Reproduce the records below exactly as given.

_Dataset entries_
=====

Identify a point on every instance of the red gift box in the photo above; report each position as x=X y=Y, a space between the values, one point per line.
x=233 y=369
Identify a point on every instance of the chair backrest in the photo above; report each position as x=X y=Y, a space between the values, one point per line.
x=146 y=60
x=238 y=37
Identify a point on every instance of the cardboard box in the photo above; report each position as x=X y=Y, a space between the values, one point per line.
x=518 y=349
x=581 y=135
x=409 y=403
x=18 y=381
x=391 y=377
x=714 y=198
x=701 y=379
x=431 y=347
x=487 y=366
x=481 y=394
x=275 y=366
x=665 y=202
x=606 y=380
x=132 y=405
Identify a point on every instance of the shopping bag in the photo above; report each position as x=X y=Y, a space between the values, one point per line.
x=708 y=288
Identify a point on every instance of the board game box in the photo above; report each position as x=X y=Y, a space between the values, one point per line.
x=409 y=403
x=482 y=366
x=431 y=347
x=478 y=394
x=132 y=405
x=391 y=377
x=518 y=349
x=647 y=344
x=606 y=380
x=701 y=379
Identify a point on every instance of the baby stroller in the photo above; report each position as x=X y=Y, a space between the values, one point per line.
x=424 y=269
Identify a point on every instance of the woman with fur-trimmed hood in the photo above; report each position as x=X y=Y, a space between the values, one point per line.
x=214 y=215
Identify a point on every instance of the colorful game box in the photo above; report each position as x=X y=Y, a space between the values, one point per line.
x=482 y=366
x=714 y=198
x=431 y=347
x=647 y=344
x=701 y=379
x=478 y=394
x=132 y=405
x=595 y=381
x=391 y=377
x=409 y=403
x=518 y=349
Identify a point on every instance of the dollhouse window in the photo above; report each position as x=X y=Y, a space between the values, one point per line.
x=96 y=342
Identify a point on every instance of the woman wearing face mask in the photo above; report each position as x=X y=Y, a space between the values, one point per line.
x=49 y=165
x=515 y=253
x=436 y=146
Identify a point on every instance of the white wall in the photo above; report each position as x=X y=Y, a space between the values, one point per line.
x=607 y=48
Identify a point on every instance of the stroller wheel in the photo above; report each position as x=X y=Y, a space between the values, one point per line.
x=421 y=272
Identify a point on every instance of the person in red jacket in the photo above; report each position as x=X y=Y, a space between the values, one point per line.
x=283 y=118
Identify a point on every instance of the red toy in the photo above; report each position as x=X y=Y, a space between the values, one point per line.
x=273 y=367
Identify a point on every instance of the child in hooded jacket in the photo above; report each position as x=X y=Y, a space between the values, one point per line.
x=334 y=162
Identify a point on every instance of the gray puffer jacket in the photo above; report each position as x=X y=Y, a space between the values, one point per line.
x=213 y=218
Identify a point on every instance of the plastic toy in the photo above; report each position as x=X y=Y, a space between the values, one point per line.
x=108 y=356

=====

_The completed task_
Identify a point on every instance of the red gift box in the photo above; report each position as x=X y=Y, a space between the values, one point per line.
x=233 y=369
Identify a point on every instance of the chair backrest in the photo above; report each position as x=X y=Y, a space between the values, one point per line.
x=146 y=60
x=238 y=37
Identify a point on every instance of the cardboard box in the photo above; report each position as x=X y=Y, a space between the values, one point per line.
x=518 y=349
x=581 y=135
x=409 y=403
x=18 y=381
x=391 y=377
x=714 y=198
x=701 y=379
x=431 y=347
x=487 y=366
x=481 y=394
x=275 y=366
x=665 y=202
x=606 y=380
x=132 y=405
Identify a point on every instance of the shopping bag in the photo above; report each position as x=X y=Y, a space between the values, one point per line.
x=708 y=288
Identify a point on every instance of the board game box in the photo above; report each position as x=X y=Y, a space between the values, one point per line.
x=409 y=403
x=482 y=366
x=431 y=347
x=478 y=394
x=132 y=405
x=391 y=377
x=518 y=349
x=647 y=344
x=606 y=380
x=701 y=379
Identify a point on every instance of the baby stroller in the photo above; report each position as x=X y=Y, a space between the values, one point per line.
x=424 y=269
Identify a point on every instance of the woman with fur-trimmed hood in the photo above; report each position as x=X y=Y, a space between the values, one point per line.
x=214 y=215
Identify a point on every instance of the colorful game box in the photo above; report each position as x=X y=Y, a space between the values, one point per line.
x=482 y=366
x=714 y=198
x=431 y=347
x=647 y=344
x=701 y=379
x=478 y=394
x=132 y=405
x=595 y=381
x=391 y=377
x=409 y=403
x=518 y=349
Identify a point on every instance of the dollhouse window in the photo above; report each position as x=X y=Y, a space between the values, one point per line.
x=96 y=342
Identify a point on every instance of the woman wearing face mask in the photo above; report each position as x=X y=Y, a space between the values, one point per line.
x=49 y=165
x=515 y=253
x=436 y=146
Identify a point on every instance of the white wall in the photo above; report each position as x=X y=Y, a space between the values, one point per line.
x=607 y=48
Identify a point on every instance of the stroller wheel in the photo above; report each position as x=X y=Y, a space between the values, one point per line.
x=421 y=272
Identify a point on every instance of the person in red jacket in the photo above; report each position as x=X y=Y, a space between the values, one point per line.
x=283 y=118
Identify a point on every instance of the red toy in the photo above; report each position as x=X y=Y, a space between the values, one point per line.
x=273 y=367
Identify a point on every instance of the child in hooded jacket in the photo above; report each position as x=X y=Y, a space between the values, one point per line.
x=334 y=162
Identify a point on every instance of the gray puffer jacket in the photo above; report each position as x=X y=Y, a space between the values, one point per line.
x=213 y=218
Identify a point on every instance of the plastic toy in the photo above; report each position as x=X y=Y, a space between the values, one point per line.
x=108 y=356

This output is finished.